RECORDS SHOWN:
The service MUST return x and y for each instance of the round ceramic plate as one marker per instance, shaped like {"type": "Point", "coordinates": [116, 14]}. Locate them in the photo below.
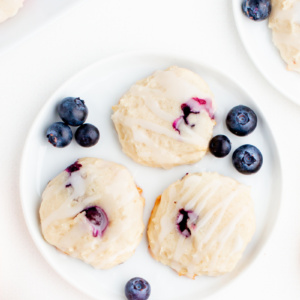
{"type": "Point", "coordinates": [101, 85]}
{"type": "Point", "coordinates": [257, 39]}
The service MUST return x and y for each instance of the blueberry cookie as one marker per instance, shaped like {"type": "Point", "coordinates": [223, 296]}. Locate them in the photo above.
{"type": "Point", "coordinates": [93, 211]}
{"type": "Point", "coordinates": [285, 24]}
{"type": "Point", "coordinates": [166, 119]}
{"type": "Point", "coordinates": [201, 224]}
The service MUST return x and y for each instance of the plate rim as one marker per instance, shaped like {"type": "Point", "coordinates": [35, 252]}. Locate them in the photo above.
{"type": "Point", "coordinates": [285, 94]}
{"type": "Point", "coordinates": [160, 54]}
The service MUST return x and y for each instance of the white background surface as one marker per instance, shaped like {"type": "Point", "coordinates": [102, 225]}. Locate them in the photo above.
{"type": "Point", "coordinates": [30, 73]}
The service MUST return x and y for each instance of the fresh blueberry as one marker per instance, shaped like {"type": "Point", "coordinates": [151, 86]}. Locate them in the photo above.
{"type": "Point", "coordinates": [72, 111]}
{"type": "Point", "coordinates": [257, 10]}
{"type": "Point", "coordinates": [98, 219]}
{"type": "Point", "coordinates": [87, 135]}
{"type": "Point", "coordinates": [59, 134]}
{"type": "Point", "coordinates": [247, 159]}
{"type": "Point", "coordinates": [137, 289]}
{"type": "Point", "coordinates": [220, 145]}
{"type": "Point", "coordinates": [241, 120]}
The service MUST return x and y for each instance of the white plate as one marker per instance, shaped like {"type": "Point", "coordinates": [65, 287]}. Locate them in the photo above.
{"type": "Point", "coordinates": [257, 39]}
{"type": "Point", "coordinates": [101, 86]}
{"type": "Point", "coordinates": [31, 17]}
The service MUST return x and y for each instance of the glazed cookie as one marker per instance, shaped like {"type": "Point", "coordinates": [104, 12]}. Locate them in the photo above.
{"type": "Point", "coordinates": [93, 211]}
{"type": "Point", "coordinates": [166, 119]}
{"type": "Point", "coordinates": [201, 224]}
{"type": "Point", "coordinates": [285, 24]}
{"type": "Point", "coordinates": [9, 8]}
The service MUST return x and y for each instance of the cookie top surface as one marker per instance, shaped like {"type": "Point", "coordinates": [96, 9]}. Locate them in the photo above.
{"type": "Point", "coordinates": [166, 119]}
{"type": "Point", "coordinates": [201, 224]}
{"type": "Point", "coordinates": [285, 24]}
{"type": "Point", "coordinates": [90, 206]}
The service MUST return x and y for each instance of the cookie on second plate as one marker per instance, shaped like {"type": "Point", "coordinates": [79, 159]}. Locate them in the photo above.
{"type": "Point", "coordinates": [166, 119]}
{"type": "Point", "coordinates": [93, 211]}
{"type": "Point", "coordinates": [202, 224]}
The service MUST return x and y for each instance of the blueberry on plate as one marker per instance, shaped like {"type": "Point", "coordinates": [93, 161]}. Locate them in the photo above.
{"type": "Point", "coordinates": [241, 120]}
{"type": "Point", "coordinates": [59, 134]}
{"type": "Point", "coordinates": [87, 135]}
{"type": "Point", "coordinates": [257, 10]}
{"type": "Point", "coordinates": [137, 289]}
{"type": "Point", "coordinates": [247, 159]}
{"type": "Point", "coordinates": [72, 111]}
{"type": "Point", "coordinates": [220, 145]}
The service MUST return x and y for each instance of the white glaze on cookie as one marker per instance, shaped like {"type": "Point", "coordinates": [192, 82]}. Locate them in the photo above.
{"type": "Point", "coordinates": [149, 117]}
{"type": "Point", "coordinates": [224, 225]}
{"type": "Point", "coordinates": [96, 183]}
{"type": "Point", "coordinates": [285, 24]}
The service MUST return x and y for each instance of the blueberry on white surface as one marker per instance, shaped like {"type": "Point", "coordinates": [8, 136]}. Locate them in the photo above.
{"type": "Point", "coordinates": [72, 111]}
{"type": "Point", "coordinates": [247, 159]}
{"type": "Point", "coordinates": [59, 134]}
{"type": "Point", "coordinates": [257, 10]}
{"type": "Point", "coordinates": [220, 145]}
{"type": "Point", "coordinates": [137, 289]}
{"type": "Point", "coordinates": [87, 135]}
{"type": "Point", "coordinates": [241, 120]}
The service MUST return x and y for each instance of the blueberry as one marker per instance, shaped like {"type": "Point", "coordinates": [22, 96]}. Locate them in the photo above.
{"type": "Point", "coordinates": [59, 134]}
{"type": "Point", "coordinates": [72, 111]}
{"type": "Point", "coordinates": [241, 120]}
{"type": "Point", "coordinates": [257, 10]}
{"type": "Point", "coordinates": [97, 218]}
{"type": "Point", "coordinates": [185, 221]}
{"type": "Point", "coordinates": [220, 145]}
{"type": "Point", "coordinates": [137, 289]}
{"type": "Point", "coordinates": [87, 135]}
{"type": "Point", "coordinates": [247, 159]}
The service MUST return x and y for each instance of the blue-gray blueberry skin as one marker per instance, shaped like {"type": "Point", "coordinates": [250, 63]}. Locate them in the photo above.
{"type": "Point", "coordinates": [241, 120]}
{"type": "Point", "coordinates": [247, 159]}
{"type": "Point", "coordinates": [59, 134]}
{"type": "Point", "coordinates": [220, 145]}
{"type": "Point", "coordinates": [72, 111]}
{"type": "Point", "coordinates": [87, 135]}
{"type": "Point", "coordinates": [137, 289]}
{"type": "Point", "coordinates": [257, 10]}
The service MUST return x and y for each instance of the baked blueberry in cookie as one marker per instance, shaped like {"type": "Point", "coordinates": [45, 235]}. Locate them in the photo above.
{"type": "Point", "coordinates": [201, 224]}
{"type": "Point", "coordinates": [166, 119]}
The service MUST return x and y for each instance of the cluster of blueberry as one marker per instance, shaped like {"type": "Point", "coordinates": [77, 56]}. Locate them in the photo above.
{"type": "Point", "coordinates": [73, 112]}
{"type": "Point", "coordinates": [257, 10]}
{"type": "Point", "coordinates": [247, 159]}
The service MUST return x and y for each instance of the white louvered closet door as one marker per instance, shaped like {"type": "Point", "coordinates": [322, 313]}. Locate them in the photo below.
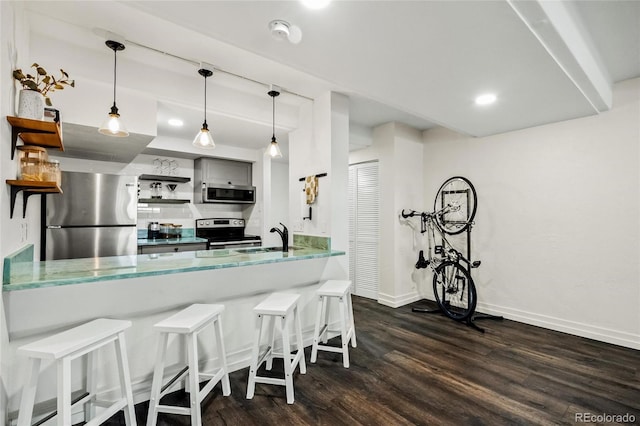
{"type": "Point", "coordinates": [364, 228]}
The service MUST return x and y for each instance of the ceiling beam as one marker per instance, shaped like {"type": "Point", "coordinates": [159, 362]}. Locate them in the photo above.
{"type": "Point", "coordinates": [560, 30]}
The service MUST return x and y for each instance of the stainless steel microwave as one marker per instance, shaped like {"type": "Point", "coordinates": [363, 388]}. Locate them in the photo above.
{"type": "Point", "coordinates": [230, 194]}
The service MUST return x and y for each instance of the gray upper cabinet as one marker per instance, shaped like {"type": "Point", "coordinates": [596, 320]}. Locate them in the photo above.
{"type": "Point", "coordinates": [218, 171]}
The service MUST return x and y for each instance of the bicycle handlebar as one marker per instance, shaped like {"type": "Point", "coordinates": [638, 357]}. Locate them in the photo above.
{"type": "Point", "coordinates": [411, 214]}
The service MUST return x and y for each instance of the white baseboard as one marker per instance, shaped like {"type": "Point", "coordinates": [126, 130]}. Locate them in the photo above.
{"type": "Point", "coordinates": [589, 331]}
{"type": "Point", "coordinates": [398, 301]}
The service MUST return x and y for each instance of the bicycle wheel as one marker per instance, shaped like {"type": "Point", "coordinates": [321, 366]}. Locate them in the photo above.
{"type": "Point", "coordinates": [457, 197]}
{"type": "Point", "coordinates": [454, 290]}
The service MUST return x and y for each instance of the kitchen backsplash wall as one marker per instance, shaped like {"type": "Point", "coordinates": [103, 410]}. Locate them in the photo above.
{"type": "Point", "coordinates": [179, 214]}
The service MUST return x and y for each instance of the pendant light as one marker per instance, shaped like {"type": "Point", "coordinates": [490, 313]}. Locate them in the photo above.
{"type": "Point", "coordinates": [203, 138]}
{"type": "Point", "coordinates": [113, 126]}
{"type": "Point", "coordinates": [274, 149]}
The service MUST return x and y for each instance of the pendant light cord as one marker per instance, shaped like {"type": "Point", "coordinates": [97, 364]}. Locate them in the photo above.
{"type": "Point", "coordinates": [115, 62]}
{"type": "Point", "coordinates": [205, 101]}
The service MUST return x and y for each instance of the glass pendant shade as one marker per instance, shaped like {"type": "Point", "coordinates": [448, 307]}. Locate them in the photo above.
{"type": "Point", "coordinates": [113, 126]}
{"type": "Point", "coordinates": [204, 139]}
{"type": "Point", "coordinates": [274, 149]}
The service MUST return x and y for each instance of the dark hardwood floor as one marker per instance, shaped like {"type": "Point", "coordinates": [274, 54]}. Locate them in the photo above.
{"type": "Point", "coordinates": [414, 368]}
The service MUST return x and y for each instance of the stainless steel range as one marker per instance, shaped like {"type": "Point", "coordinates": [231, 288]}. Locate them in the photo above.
{"type": "Point", "coordinates": [225, 233]}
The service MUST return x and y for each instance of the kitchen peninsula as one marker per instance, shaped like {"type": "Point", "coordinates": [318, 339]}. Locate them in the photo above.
{"type": "Point", "coordinates": [41, 298]}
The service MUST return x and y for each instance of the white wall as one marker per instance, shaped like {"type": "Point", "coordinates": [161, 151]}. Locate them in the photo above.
{"type": "Point", "coordinates": [399, 150]}
{"type": "Point", "coordinates": [557, 227]}
{"type": "Point", "coordinates": [279, 206]}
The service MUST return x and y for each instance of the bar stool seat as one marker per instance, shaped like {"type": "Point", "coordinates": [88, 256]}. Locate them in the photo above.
{"type": "Point", "coordinates": [65, 347]}
{"type": "Point", "coordinates": [281, 309]}
{"type": "Point", "coordinates": [188, 322]}
{"type": "Point", "coordinates": [340, 289]}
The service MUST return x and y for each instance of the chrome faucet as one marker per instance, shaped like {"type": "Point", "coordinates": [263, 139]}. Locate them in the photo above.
{"type": "Point", "coordinates": [284, 234]}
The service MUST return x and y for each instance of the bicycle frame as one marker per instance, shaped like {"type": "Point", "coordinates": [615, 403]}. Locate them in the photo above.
{"type": "Point", "coordinates": [436, 254]}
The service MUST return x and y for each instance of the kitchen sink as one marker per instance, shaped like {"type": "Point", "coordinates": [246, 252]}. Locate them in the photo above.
{"type": "Point", "coordinates": [254, 250]}
{"type": "Point", "coordinates": [257, 250]}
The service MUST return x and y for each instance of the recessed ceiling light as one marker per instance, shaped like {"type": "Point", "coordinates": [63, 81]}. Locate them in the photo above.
{"type": "Point", "coordinates": [486, 99]}
{"type": "Point", "coordinates": [316, 4]}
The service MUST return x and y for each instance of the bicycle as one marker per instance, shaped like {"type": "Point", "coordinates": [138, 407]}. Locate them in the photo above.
{"type": "Point", "coordinates": [454, 211]}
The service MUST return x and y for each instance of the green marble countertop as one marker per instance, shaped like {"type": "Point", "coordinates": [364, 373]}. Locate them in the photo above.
{"type": "Point", "coordinates": [164, 241]}
{"type": "Point", "coordinates": [25, 275]}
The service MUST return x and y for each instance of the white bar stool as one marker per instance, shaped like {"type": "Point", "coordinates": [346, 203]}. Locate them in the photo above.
{"type": "Point", "coordinates": [67, 346]}
{"type": "Point", "coordinates": [341, 290]}
{"type": "Point", "coordinates": [282, 308]}
{"type": "Point", "coordinates": [188, 322]}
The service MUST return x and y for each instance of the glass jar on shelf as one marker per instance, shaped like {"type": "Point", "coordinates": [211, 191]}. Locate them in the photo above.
{"type": "Point", "coordinates": [31, 162]}
{"type": "Point", "coordinates": [51, 172]}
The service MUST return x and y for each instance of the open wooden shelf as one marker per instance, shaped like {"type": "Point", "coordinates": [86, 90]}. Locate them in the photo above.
{"type": "Point", "coordinates": [163, 201]}
{"type": "Point", "coordinates": [164, 178]}
{"type": "Point", "coordinates": [35, 132]}
{"type": "Point", "coordinates": [30, 187]}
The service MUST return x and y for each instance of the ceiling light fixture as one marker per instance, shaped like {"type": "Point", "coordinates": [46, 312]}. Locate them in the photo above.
{"type": "Point", "coordinates": [282, 30]}
{"type": "Point", "coordinates": [486, 99]}
{"type": "Point", "coordinates": [113, 126]}
{"type": "Point", "coordinates": [316, 4]}
{"type": "Point", "coordinates": [274, 149]}
{"type": "Point", "coordinates": [203, 138]}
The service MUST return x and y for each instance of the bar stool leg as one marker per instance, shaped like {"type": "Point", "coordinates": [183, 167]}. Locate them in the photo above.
{"type": "Point", "coordinates": [29, 393]}
{"type": "Point", "coordinates": [125, 383]}
{"type": "Point", "coordinates": [325, 314]}
{"type": "Point", "coordinates": [90, 386]}
{"type": "Point", "coordinates": [351, 321]}
{"type": "Point", "coordinates": [192, 349]}
{"type": "Point", "coordinates": [271, 333]}
{"type": "Point", "coordinates": [344, 332]}
{"type": "Point", "coordinates": [251, 385]}
{"type": "Point", "coordinates": [301, 363]}
{"type": "Point", "coordinates": [158, 372]}
{"type": "Point", "coordinates": [226, 387]}
{"type": "Point", "coordinates": [316, 331]}
{"type": "Point", "coordinates": [64, 391]}
{"type": "Point", "coordinates": [286, 356]}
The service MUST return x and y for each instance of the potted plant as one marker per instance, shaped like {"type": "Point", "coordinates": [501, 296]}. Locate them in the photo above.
{"type": "Point", "coordinates": [36, 88]}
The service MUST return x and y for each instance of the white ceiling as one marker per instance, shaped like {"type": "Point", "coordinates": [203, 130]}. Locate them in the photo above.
{"type": "Point", "coordinates": [417, 62]}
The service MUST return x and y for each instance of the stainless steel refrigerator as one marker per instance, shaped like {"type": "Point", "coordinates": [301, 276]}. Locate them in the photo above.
{"type": "Point", "coordinates": [95, 216]}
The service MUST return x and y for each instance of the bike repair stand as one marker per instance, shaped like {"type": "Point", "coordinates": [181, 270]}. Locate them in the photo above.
{"type": "Point", "coordinates": [475, 316]}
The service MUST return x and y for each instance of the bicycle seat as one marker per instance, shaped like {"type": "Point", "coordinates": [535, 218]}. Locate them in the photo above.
{"type": "Point", "coordinates": [422, 262]}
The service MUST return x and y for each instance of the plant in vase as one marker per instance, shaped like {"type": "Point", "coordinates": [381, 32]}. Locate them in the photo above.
{"type": "Point", "coordinates": [36, 88]}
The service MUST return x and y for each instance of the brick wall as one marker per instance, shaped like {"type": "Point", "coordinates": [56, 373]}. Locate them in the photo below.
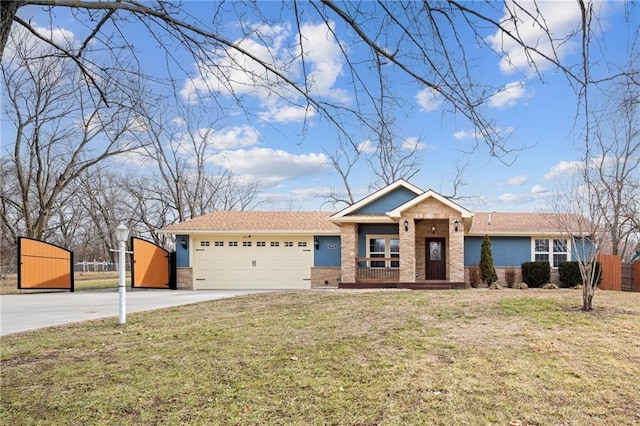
{"type": "Point", "coordinates": [349, 244]}
{"type": "Point", "coordinates": [325, 276]}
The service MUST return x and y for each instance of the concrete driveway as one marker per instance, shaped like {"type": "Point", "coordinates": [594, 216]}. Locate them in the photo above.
{"type": "Point", "coordinates": [28, 311]}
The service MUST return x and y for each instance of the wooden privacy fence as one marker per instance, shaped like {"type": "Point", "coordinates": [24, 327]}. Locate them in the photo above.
{"type": "Point", "coordinates": [631, 276]}
{"type": "Point", "coordinates": [618, 276]}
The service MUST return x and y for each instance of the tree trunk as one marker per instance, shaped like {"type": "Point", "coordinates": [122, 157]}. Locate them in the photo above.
{"type": "Point", "coordinates": [8, 10]}
{"type": "Point", "coordinates": [588, 292]}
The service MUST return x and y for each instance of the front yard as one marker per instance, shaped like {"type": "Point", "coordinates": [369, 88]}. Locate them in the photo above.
{"type": "Point", "coordinates": [343, 357]}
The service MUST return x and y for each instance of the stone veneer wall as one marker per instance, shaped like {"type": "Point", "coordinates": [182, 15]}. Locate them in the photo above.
{"type": "Point", "coordinates": [421, 218]}
{"type": "Point", "coordinates": [184, 278]}
{"type": "Point", "coordinates": [326, 276]}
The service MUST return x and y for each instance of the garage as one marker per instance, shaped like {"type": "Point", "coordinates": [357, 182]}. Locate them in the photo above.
{"type": "Point", "coordinates": [252, 262]}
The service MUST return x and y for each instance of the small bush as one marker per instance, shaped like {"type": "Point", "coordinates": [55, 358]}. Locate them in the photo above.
{"type": "Point", "coordinates": [510, 276]}
{"type": "Point", "coordinates": [474, 276]}
{"type": "Point", "coordinates": [569, 274]}
{"type": "Point", "coordinates": [536, 274]}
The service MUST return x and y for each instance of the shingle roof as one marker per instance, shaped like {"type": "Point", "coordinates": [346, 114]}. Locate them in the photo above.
{"type": "Point", "coordinates": [256, 221]}
{"type": "Point", "coordinates": [525, 223]}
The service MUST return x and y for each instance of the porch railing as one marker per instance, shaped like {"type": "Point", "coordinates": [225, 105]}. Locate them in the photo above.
{"type": "Point", "coordinates": [377, 269]}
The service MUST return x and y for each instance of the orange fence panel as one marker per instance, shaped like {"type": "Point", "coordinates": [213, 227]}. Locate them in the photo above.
{"type": "Point", "coordinates": [44, 266]}
{"type": "Point", "coordinates": [611, 272]}
{"type": "Point", "coordinates": [151, 266]}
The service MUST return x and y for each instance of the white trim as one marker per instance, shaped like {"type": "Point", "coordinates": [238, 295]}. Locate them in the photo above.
{"type": "Point", "coordinates": [376, 195]}
{"type": "Point", "coordinates": [550, 252]}
{"type": "Point", "coordinates": [397, 213]}
{"type": "Point", "coordinates": [387, 248]}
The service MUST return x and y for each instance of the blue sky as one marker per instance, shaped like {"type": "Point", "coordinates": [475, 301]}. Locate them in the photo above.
{"type": "Point", "coordinates": [540, 116]}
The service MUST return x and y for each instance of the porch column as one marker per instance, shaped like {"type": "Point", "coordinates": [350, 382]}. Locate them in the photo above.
{"type": "Point", "coordinates": [407, 250]}
{"type": "Point", "coordinates": [456, 250]}
{"type": "Point", "coordinates": [349, 251]}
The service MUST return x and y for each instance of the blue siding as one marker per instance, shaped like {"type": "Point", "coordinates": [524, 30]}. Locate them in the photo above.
{"type": "Point", "coordinates": [388, 202]}
{"type": "Point", "coordinates": [363, 230]}
{"type": "Point", "coordinates": [580, 247]}
{"type": "Point", "coordinates": [328, 252]}
{"type": "Point", "coordinates": [182, 254]}
{"type": "Point", "coordinates": [507, 251]}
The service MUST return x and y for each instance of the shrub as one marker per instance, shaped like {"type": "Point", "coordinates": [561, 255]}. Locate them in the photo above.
{"type": "Point", "coordinates": [536, 274]}
{"type": "Point", "coordinates": [474, 276]}
{"type": "Point", "coordinates": [510, 276]}
{"type": "Point", "coordinates": [570, 274]}
{"type": "Point", "coordinates": [487, 271]}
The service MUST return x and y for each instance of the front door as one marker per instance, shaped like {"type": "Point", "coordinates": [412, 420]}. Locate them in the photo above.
{"type": "Point", "coordinates": [436, 259]}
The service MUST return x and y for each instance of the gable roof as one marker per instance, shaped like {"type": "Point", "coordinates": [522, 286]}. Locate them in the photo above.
{"type": "Point", "coordinates": [494, 223]}
{"type": "Point", "coordinates": [256, 222]}
{"type": "Point", "coordinates": [396, 213]}
{"type": "Point", "coordinates": [375, 196]}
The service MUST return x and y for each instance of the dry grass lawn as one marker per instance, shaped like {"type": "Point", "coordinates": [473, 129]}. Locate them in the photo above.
{"type": "Point", "coordinates": [477, 357]}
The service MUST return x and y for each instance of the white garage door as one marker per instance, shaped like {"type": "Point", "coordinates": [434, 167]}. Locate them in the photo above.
{"type": "Point", "coordinates": [255, 263]}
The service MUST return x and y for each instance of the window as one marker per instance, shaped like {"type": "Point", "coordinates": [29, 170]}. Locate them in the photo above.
{"type": "Point", "coordinates": [385, 247]}
{"type": "Point", "coordinates": [554, 251]}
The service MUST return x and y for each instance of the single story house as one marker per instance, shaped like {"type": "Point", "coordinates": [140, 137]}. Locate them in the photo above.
{"type": "Point", "coordinates": [399, 236]}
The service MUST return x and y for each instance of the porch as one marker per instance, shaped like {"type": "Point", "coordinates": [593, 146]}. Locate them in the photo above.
{"type": "Point", "coordinates": [383, 272]}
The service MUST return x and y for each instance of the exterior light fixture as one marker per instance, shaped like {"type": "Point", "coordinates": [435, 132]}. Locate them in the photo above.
{"type": "Point", "coordinates": [121, 234]}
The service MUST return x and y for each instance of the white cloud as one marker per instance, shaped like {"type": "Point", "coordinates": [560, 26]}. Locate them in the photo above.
{"type": "Point", "coordinates": [517, 180]}
{"type": "Point", "coordinates": [429, 99]}
{"type": "Point", "coordinates": [466, 134]}
{"type": "Point", "coordinates": [509, 95]}
{"type": "Point", "coordinates": [270, 165]}
{"type": "Point", "coordinates": [470, 134]}
{"type": "Point", "coordinates": [324, 57]}
{"type": "Point", "coordinates": [234, 74]}
{"type": "Point", "coordinates": [564, 168]}
{"type": "Point", "coordinates": [413, 144]}
{"type": "Point", "coordinates": [560, 18]}
{"type": "Point", "coordinates": [366, 147]}
{"type": "Point", "coordinates": [539, 190]}
{"type": "Point", "coordinates": [287, 114]}
{"type": "Point", "coordinates": [234, 137]}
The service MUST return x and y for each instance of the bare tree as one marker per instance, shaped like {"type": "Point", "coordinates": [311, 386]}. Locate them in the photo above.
{"type": "Point", "coordinates": [61, 131]}
{"type": "Point", "coordinates": [612, 169]}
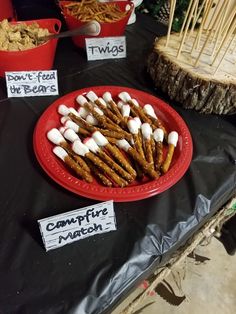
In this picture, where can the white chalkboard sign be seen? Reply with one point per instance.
(78, 224)
(105, 48)
(31, 83)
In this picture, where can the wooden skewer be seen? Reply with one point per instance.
(216, 19)
(226, 51)
(172, 11)
(218, 30)
(199, 33)
(186, 29)
(186, 17)
(231, 30)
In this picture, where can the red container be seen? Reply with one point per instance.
(6, 11)
(34, 59)
(107, 29)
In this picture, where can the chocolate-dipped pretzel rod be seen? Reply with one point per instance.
(149, 111)
(134, 130)
(56, 138)
(108, 99)
(114, 152)
(99, 115)
(123, 144)
(136, 109)
(158, 136)
(63, 155)
(82, 150)
(94, 148)
(100, 102)
(172, 142)
(147, 133)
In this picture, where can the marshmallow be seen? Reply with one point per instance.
(173, 138)
(60, 152)
(149, 110)
(70, 135)
(72, 125)
(124, 96)
(91, 144)
(55, 136)
(125, 110)
(79, 148)
(133, 126)
(107, 96)
(81, 100)
(92, 96)
(158, 135)
(63, 110)
(123, 144)
(146, 131)
(99, 138)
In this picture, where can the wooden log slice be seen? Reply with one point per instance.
(195, 87)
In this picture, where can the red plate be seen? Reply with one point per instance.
(56, 170)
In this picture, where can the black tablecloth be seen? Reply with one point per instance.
(94, 274)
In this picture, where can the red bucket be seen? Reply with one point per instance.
(6, 11)
(116, 28)
(34, 59)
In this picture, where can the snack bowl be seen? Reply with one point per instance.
(38, 58)
(108, 29)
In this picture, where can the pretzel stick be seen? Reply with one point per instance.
(134, 130)
(62, 154)
(123, 144)
(93, 147)
(146, 133)
(158, 135)
(100, 102)
(172, 141)
(114, 152)
(82, 150)
(108, 99)
(56, 138)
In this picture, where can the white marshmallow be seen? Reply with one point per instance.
(124, 96)
(92, 96)
(146, 131)
(60, 152)
(134, 101)
(123, 144)
(91, 144)
(120, 104)
(75, 112)
(64, 119)
(107, 96)
(81, 100)
(133, 126)
(79, 148)
(125, 110)
(72, 125)
(149, 110)
(137, 119)
(70, 135)
(101, 100)
(63, 110)
(99, 138)
(158, 135)
(55, 136)
(173, 138)
(91, 120)
(99, 111)
(82, 112)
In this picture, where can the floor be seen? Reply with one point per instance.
(204, 284)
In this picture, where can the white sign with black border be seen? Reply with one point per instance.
(78, 224)
(105, 48)
(31, 83)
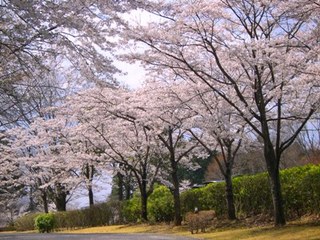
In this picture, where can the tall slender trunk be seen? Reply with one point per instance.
(176, 195)
(274, 176)
(120, 186)
(229, 195)
(45, 201)
(60, 198)
(90, 194)
(144, 200)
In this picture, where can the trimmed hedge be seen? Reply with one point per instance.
(300, 189)
(45, 222)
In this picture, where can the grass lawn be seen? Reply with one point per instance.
(292, 231)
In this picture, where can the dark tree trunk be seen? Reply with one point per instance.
(176, 195)
(229, 195)
(60, 198)
(32, 205)
(90, 193)
(44, 198)
(274, 176)
(144, 202)
(120, 186)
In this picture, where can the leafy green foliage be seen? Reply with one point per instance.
(300, 188)
(161, 205)
(26, 222)
(131, 209)
(195, 176)
(45, 222)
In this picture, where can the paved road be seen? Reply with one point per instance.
(107, 236)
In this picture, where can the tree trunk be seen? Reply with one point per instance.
(60, 198)
(176, 198)
(90, 193)
(120, 186)
(45, 202)
(144, 201)
(274, 176)
(229, 195)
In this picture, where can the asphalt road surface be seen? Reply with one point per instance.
(105, 236)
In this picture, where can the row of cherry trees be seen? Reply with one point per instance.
(260, 57)
(224, 75)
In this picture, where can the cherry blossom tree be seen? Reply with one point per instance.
(260, 57)
(222, 132)
(42, 153)
(167, 117)
(108, 120)
(38, 37)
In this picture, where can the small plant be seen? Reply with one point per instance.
(45, 222)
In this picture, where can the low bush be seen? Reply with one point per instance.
(131, 210)
(199, 220)
(26, 222)
(45, 222)
(161, 205)
(252, 195)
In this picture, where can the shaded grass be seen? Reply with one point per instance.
(292, 231)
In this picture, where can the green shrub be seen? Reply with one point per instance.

THE TASK:
With all pictures omitted, return the lines from the line containing "In this picture, where can the white sign" through the closing line of the listing above, exactly and inclusive.

EXERCISE ANSWER:
In this picture, where can the white sign with black border be seen? Reply with one point per instance.
(78, 224)
(105, 48)
(31, 83)
In this picture, where can the tall slender trunk be seen? Reply with one point per instance.
(176, 195)
(274, 176)
(120, 186)
(229, 195)
(45, 201)
(60, 198)
(90, 194)
(144, 200)
In this picture, where can the trimmed hedge be seen? Reply with one point per instance.
(300, 189)
(45, 222)
In this picture, where can the grass lawn be seen? Reply with one point per instance.
(292, 231)
In this picture, where can the dark tree trunk be seen? Reply with one point per instance.
(176, 195)
(229, 195)
(60, 198)
(32, 205)
(90, 193)
(44, 198)
(274, 176)
(144, 202)
(120, 186)
In this picture, where can the leafy green foliage be seen? Reply with one point per instance.
(300, 188)
(161, 205)
(26, 222)
(131, 209)
(195, 176)
(45, 222)
In this picture, where can the paved road be seen? Reply with one point per instance.
(107, 236)
In this picture, where can the tree trunk be seen? Reply with one point per instance.
(60, 198)
(176, 198)
(90, 193)
(120, 186)
(45, 202)
(144, 201)
(274, 176)
(229, 195)
In this picture, where can the asphalt road surface be seen? Reply with one point per instance.
(105, 236)
In this picture, where can the row of cherry trees be seen? Reply with one point per instance.
(260, 57)
(224, 75)
In this picture, where can the cherry blossom tree be seen? Reply with one point per instance.
(260, 57)
(222, 132)
(42, 153)
(167, 117)
(108, 120)
(38, 37)
In this picture, where can the small plant be seen? Reply with one point per instance.
(45, 222)
In this picture, where can the low bush be seen? Reply with one point per instance.
(131, 210)
(199, 220)
(26, 222)
(45, 222)
(161, 205)
(252, 195)
In this picture, where can the shaded grass be seen? Reply with one point per instance.
(292, 231)
In this picture, where can the green shrub be seen? Reply with one point per instance.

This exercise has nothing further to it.